══ Article

Par , publié le 28 mai 2024

Pekin riposte (enfin) à Washington. Et dégaine un nouveau plan d’investissements, le troisième en dix ans, pour son industrie des semi-conducteurs. Celui-ci est doté d’une enveloppe de 344 milliards de yuans (44 milliards d’euros), apportée par l’État et par des entreprises, essentiellement publiques. C’est autant que le montant combiné des deux premières phases, initiées en 2014 et en 2019. Et équivalent aux Chips Act européen et américain. L’objectif de cette tranche diffère cependant des précédentes, symbole des progrès du pays mais aussi de la nouvelle réalité qu’il affronte depuis l’entrée en vigueur d’importantes sanctions américaines il y a un an et demi. La Chine souhaite désormais remonter dans la chaîne, en produisant des galettes de silicium, des gaz industriels et produits chimiques, et des machines de lithographie.

Construction d’usines – Le premier plan, lancé peu après l’arrivée au pouvoir du président Xi Jinping, s’inscrivait dans l’initiative “Made in China 2025”, visant à transformer le pays en acteur majeur dans le domaine des technologies de pointe. Le gouvernement ambitionne alors d’accroître drastiquement les capacités de production de semi-conducteurs, face à la domination de Taïwan et de la Corée du Sud, pour couvrir 70% des besoins nationaux. Une mission renforcée cinq ans plus tard, alors que les premières tensions émergent avec les États-Unis. Pékin a donc financé de nombreux projets de construction d’usines. Le fondeur SMIC, devenu le numéro trois mondial du secteur, et le spécialiste des puces mémoires Yangtze Memory en ont été les principaux bénéficiaires. Mais les objectifs initiaux n’ont pas été atteints.

════

▶ [Consignes]
**a)** Dites si chacune des affirmations suivantes concorde avec l’article : répondez par oui ou par non, puis citez mot pour mot les termes qui tranchent. (i) Le nouveau plan dispose d’une enveloppe de 344 milliards de yuans. (ii) Le premier plan a été lancé en 2019. (iii) Les objectifs initiaux ont été atteints.
**b)** Recopiez le passage de l’article qui s’ouvre sur « Par , publié » et se ferme sur « machines de lithographie. », en y remplaçant « semi-conducteurs » par « puces ».

══ Lignes

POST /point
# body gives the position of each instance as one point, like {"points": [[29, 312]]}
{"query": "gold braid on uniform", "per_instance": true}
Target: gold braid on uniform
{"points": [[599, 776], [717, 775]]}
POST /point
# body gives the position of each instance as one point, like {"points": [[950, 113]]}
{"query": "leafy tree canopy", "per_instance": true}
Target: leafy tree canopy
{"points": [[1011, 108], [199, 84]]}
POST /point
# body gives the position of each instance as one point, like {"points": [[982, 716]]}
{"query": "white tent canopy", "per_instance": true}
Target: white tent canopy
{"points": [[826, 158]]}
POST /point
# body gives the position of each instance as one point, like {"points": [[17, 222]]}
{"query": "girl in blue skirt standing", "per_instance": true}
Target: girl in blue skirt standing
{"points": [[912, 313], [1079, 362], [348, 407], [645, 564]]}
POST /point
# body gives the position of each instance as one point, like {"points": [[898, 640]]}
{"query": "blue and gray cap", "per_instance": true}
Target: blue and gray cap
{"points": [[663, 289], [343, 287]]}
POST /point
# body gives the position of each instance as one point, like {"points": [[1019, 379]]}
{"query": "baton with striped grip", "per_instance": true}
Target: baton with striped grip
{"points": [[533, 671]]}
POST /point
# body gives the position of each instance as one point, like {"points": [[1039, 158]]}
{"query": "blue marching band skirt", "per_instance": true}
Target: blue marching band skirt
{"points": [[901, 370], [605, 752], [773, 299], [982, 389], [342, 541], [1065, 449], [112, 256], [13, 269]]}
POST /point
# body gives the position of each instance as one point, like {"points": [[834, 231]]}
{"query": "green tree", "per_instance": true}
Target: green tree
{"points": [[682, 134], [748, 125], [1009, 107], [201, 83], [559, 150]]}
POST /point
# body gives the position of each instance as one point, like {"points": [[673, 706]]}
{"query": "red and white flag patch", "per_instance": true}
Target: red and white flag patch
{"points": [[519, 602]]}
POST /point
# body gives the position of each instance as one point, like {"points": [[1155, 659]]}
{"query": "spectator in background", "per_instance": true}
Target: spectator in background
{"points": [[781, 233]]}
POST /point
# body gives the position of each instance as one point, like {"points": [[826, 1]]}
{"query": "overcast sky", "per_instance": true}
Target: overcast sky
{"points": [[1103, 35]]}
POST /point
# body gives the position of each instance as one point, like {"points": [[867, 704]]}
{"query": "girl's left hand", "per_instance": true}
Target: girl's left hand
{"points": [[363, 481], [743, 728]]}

════

▶ [Réponses]
**a)**
(i) Oui : « doté d’une enveloppe de 344 milliards de yuans (44 milliards d’euros) ».
(ii) Non : « des deux premières phases, initiées en 2014 et en 2019 ».
(iii) Non : « Mais les objectifs initiaux n’ont pas été atteints. »

**b)**
Par , publié le 28 mai 2024

Pekin riposte (enfin) à Washington. Et dégaine un nouveau plan d’investissements, le troisième en dix ans, pour son industrie des puces. Celui-ci est doté d’une enveloppe de 344 milliards de yuans (44 milliards d’euros), apportée par l’État et par des entreprises, essentiellement publiques. C’est autant que le montant combiné des deux premières phases, initiées en 2014 et en 2019. Et équivalent aux Chips Act européen et américain. L’objectif de cette tranche diffère cependant des précédentes, symbole des progrès du pays mais aussi de la nouvelle réalité qu’il affronte depuis l’entrée en vigueur d’importantes sanctions américaines il y a un an et demi. La Chine souhaite désormais remonter dans la chaîne, en produisant des galettes de silicium, des gaz industriels et produits chimiques, et des machines de lithographie.